Exercise requirements:
a) In the mailing-list thread on Subversion revprop encoding, what is said to happen when 'iconv -f latin1 -t utf-8' is applied to a revprop file?
b) Continue the mailing-list thread on Subversion revprop encoding, starting right after its final line.

Extract:
****
Daniel Shahaf <d.s <at> daniel.shahaf.name> writes:
>
> LiuYan 刘研 wrote on Thu, Nov 18, 2010 at 02:53:37 +0000:
> > Daniel Shahaf <d.s <at> daniel.shahaf.name> writes:
> >
> > >
> > > Stefan Sperling wrote on Wed, Nov 17, 2010 at 18:13:44 +0100:
> > > > On Wed, Nov 17, 2010 at 03:06:19PM +0000, LiuYan 刘研 wrote:
> > > > > I mean, if the revprops files are not in UTF-8 encoding, don't return
> > REPORT
> > >
> > > Small correction: it's meaningless to talk about the encoding of the
> > > revprop files; it's only meaningful to talk about the encoding of the
> > > value of a given property.
> > >
> > > (At the revprop files level, the values are binary, and the rest of the
> > > data in those files is always ASCII.)
> > >
> > >
> >
> > You're right Daniel, but in such situation, these revprop files can be
treated
> > as readable text files:
>
> This is simply not true: if you apply 'iconv -f latin1 -t utf-8' to
> a revprop file, you will CORRUPT that revprop file.
>
>
You're right Daniel, simply apply an 'iconv' operation to a revprop file will
CORRUPT it, there's data length value should be changed too.
So I wrote a small script to do the conversion as I mentioned at
http://article.gmane.org/gmane.comp.version-control.subversion.user/101383
The script do the following operations:
1. find out the affected revprop files
2. change the svn:log value length from "V 85" to "V 98"
****
Data entries:
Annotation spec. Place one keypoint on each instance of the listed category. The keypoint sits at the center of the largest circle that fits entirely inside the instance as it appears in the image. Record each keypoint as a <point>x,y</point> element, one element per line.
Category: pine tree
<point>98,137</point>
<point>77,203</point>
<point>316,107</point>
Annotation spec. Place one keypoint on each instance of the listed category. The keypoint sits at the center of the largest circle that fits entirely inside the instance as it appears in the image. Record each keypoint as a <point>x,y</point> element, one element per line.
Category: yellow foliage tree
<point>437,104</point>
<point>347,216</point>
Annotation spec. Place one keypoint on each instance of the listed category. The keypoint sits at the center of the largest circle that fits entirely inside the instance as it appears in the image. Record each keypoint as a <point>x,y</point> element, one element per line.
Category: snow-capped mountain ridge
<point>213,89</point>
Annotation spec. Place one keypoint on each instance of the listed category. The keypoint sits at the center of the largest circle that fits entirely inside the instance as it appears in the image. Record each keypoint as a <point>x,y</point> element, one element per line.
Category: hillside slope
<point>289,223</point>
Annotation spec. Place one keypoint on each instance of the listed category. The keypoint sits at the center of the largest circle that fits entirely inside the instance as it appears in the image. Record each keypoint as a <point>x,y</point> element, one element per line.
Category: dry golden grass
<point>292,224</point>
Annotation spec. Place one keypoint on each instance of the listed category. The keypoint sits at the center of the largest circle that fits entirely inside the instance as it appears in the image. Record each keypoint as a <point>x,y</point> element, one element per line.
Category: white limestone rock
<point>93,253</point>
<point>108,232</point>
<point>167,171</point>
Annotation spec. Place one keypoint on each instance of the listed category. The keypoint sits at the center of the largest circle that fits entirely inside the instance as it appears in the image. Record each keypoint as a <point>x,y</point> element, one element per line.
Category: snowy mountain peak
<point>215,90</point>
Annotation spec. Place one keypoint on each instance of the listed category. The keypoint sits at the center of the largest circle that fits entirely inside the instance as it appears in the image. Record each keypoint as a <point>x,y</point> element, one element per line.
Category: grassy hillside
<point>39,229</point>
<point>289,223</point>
****
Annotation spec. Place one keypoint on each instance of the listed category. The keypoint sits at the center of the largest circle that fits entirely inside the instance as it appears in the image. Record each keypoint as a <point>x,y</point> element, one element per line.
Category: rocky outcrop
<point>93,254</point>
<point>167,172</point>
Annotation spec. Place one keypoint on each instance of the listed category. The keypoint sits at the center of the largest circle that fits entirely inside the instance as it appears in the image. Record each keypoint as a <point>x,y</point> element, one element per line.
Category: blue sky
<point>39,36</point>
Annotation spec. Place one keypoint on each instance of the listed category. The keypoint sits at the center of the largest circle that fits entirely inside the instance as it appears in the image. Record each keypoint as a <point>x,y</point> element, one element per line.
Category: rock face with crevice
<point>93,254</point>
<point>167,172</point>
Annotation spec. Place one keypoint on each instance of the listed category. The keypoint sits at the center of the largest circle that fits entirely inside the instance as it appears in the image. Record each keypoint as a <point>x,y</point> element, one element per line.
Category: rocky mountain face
****
The answers:
a) The revprop file is corrupted.

b)
3. change/convert the svn:log value to a UTF-8 encoded string
Here's the small script, and be aware of this script file is in GBK encoding.
Administrator_at_CMTEL-SVR-HR-DB /cygdrive/d/SVNRepositories/repos/cmcc/db
$ cat fix-cvs2svn.sh
IFS=$'\n'
grep -i -r -n "Standard project directories initialized by cvs2svn" revprops/*
| cut -d ":" -f 1 > affected_files.txt
#grep result sample
#0/1:8:Standard project directories initialized by cvs2svn.由 cvs2svn
#0/133:8:Standard project directories initialized by cvs2svn.由 cvs2svn
for file in `cat affected_files.txt`
do
echo $file
#${file:9}: strip out 'revprops/'
dest_file="fix/${file:9}"
cp --force --preserve --verbose $file "fix-backup/${file:9}"
gawk 'FNR==7 {print "V 98"} FNR==8{print "Standard project directories
initialized by cvs2svn."} FNR==9{print "由 cvs2svn 初始化的标准项目文件夹"} FNR<7
|| FNR==10 {print $0}' $file | iconv --from GBK --to UTF-8 > "$dest_file"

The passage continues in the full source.